**Input material:**

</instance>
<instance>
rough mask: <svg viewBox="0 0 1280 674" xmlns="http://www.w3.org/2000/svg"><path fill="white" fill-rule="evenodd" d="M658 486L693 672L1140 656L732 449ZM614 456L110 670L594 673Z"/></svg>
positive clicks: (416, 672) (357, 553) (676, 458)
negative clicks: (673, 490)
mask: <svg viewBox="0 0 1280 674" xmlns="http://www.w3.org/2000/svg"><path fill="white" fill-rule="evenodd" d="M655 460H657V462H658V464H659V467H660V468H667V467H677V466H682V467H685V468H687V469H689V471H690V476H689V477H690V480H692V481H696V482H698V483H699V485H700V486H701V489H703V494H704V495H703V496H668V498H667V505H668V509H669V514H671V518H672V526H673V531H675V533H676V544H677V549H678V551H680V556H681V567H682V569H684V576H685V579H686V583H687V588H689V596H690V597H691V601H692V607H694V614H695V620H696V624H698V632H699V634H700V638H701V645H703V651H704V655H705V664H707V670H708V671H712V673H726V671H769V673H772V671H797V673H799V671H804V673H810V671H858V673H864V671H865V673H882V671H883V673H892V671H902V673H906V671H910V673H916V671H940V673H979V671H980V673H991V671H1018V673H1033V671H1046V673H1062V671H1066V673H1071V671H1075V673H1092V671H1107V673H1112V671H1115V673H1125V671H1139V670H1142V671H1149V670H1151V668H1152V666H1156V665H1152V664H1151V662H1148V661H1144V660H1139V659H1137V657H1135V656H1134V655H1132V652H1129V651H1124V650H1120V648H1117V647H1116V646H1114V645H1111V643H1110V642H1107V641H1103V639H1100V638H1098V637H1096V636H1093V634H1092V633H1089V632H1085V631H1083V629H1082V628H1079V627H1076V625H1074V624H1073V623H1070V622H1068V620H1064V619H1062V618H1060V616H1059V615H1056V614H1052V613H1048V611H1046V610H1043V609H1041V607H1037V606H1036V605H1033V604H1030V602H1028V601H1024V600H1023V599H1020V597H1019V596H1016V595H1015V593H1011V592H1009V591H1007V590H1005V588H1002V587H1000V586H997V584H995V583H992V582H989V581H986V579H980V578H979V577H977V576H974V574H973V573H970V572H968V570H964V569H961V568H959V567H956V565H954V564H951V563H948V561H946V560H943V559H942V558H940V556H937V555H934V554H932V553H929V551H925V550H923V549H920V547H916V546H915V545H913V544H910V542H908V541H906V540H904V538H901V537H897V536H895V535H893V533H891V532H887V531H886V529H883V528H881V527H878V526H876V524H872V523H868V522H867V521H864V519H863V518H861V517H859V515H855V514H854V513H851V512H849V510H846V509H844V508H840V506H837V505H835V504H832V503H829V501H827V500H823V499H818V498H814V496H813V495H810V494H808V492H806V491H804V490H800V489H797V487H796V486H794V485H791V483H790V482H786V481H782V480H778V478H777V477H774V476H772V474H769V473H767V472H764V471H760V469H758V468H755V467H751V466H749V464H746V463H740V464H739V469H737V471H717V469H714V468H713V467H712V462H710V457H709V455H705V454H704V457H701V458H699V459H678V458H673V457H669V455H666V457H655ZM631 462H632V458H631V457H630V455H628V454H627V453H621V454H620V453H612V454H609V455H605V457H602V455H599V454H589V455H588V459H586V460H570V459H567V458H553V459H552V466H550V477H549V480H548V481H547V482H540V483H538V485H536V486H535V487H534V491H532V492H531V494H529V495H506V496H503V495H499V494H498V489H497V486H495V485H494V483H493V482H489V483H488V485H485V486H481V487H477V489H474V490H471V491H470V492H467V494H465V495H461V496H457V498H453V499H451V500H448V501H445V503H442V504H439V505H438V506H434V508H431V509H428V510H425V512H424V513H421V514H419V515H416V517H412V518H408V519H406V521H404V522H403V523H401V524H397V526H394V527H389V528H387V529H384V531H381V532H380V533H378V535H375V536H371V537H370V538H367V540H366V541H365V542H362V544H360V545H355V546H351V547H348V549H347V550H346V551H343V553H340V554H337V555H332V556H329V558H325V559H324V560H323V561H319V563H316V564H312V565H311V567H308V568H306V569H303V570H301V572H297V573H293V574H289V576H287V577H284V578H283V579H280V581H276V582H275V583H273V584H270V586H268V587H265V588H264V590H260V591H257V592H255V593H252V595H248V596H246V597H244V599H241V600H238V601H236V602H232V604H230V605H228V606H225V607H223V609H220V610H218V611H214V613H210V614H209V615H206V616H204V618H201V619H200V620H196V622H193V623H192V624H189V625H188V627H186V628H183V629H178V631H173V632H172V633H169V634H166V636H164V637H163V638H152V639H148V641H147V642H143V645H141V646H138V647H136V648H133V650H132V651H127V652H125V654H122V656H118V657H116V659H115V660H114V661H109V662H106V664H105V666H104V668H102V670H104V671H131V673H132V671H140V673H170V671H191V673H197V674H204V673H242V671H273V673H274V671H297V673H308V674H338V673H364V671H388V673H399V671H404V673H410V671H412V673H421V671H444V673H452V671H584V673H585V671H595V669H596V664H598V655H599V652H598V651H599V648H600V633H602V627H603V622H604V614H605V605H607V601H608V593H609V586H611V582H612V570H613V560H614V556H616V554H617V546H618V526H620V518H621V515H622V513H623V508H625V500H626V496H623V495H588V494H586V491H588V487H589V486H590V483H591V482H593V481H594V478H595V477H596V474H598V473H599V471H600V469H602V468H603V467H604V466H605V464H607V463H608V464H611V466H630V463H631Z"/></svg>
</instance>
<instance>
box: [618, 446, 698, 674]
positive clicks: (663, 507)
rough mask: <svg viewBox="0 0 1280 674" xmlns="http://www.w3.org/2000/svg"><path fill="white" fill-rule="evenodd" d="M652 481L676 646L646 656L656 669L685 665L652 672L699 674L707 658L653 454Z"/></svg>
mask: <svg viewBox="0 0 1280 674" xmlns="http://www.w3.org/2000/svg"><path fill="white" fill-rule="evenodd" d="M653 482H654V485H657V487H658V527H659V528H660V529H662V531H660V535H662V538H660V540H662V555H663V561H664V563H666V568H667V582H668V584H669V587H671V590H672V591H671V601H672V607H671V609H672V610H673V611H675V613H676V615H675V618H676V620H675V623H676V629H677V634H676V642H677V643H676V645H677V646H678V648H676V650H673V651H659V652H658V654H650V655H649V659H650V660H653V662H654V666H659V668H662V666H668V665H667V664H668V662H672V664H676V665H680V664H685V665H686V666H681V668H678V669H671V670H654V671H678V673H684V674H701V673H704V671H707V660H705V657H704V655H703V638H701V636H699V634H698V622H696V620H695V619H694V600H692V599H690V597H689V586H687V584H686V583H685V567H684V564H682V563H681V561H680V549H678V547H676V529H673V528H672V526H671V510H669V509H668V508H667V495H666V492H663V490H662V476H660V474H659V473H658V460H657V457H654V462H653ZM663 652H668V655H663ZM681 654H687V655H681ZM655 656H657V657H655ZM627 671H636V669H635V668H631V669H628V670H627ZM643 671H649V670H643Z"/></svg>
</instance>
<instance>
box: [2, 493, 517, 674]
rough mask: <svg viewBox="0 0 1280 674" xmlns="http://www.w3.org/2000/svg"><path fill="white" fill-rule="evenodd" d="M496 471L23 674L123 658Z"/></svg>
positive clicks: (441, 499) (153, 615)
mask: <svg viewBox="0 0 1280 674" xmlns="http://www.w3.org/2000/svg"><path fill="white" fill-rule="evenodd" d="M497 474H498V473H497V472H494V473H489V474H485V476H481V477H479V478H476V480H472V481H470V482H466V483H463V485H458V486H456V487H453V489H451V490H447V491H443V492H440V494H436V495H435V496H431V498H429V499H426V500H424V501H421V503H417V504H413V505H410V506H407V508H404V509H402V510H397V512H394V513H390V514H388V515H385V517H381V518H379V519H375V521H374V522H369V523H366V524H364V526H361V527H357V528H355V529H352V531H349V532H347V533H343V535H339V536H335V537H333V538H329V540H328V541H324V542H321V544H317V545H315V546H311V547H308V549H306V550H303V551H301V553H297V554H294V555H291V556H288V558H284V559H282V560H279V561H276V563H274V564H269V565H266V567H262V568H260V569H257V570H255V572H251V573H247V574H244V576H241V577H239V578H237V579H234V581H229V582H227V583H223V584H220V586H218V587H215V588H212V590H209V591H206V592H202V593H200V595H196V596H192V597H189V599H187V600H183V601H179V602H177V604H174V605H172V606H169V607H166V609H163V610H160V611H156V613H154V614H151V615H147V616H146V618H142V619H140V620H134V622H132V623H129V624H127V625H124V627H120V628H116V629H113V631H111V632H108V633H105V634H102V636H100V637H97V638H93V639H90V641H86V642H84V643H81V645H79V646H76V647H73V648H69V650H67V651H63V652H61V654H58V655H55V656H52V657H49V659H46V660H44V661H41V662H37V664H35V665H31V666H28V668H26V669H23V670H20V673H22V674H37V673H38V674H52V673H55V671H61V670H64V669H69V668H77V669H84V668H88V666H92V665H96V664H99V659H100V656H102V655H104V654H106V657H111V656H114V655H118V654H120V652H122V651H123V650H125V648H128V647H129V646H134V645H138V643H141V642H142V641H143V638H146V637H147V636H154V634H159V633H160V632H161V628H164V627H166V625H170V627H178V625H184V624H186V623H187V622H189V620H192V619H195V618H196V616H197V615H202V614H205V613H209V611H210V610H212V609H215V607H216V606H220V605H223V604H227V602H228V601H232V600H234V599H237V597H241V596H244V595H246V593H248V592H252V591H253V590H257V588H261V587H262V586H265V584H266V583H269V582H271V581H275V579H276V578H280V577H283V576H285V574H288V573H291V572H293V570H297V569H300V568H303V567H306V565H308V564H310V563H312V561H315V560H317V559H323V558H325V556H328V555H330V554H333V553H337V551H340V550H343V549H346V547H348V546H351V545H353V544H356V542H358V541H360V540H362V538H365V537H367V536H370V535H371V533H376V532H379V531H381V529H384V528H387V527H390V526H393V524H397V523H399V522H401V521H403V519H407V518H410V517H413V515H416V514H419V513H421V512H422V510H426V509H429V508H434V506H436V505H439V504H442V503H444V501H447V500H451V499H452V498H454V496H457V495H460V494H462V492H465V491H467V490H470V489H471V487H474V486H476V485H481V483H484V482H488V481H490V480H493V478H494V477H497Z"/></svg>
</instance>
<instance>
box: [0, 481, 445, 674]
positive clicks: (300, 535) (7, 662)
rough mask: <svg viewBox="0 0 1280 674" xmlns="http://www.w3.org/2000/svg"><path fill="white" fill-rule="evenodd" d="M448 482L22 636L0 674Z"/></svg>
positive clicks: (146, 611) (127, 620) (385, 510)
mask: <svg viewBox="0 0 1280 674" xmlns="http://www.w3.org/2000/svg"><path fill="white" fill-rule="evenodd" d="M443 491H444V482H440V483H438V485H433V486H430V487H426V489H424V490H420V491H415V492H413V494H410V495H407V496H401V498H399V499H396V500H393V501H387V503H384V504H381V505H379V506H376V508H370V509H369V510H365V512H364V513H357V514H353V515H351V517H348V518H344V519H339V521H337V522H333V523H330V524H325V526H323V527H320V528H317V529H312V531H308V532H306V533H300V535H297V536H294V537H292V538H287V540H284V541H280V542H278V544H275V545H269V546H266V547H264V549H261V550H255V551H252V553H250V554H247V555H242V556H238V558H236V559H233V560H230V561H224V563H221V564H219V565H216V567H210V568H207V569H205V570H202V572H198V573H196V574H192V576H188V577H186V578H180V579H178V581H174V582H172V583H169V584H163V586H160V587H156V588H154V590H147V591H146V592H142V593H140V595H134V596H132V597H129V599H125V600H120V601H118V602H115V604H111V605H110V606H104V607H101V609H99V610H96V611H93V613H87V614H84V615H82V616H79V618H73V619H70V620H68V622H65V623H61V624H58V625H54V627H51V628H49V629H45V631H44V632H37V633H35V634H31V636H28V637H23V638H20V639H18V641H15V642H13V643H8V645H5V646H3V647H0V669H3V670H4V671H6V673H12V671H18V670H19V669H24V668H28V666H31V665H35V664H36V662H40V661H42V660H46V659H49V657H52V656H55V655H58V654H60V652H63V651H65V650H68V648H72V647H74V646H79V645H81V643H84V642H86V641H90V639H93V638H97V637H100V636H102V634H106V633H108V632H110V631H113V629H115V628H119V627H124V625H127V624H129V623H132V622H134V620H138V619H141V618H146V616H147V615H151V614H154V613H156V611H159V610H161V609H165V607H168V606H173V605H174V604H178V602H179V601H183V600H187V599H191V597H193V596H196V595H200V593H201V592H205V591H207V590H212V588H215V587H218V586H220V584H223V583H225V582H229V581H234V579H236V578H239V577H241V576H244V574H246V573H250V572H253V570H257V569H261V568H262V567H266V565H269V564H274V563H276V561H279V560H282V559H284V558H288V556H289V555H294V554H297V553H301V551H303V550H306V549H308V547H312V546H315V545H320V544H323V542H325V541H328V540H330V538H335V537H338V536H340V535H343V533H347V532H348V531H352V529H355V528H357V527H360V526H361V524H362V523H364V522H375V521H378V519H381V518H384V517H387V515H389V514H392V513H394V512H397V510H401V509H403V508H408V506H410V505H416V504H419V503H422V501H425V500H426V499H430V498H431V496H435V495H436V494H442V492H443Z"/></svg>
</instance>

**What this task involves:** Print the material above verbatim, from its first line through the line containing "negative clicks: (673, 490)", including both of those lines.

**Response for this exercise:**
</instance>
<instance>
rough mask: <svg viewBox="0 0 1280 674" xmlns="http://www.w3.org/2000/svg"><path fill="white" fill-rule="evenodd" d="M658 486L693 672L1140 656L732 449ZM614 456L110 670L594 673Z"/></svg>
positive clicks: (416, 672) (357, 553) (676, 458)
negative clicks: (673, 490)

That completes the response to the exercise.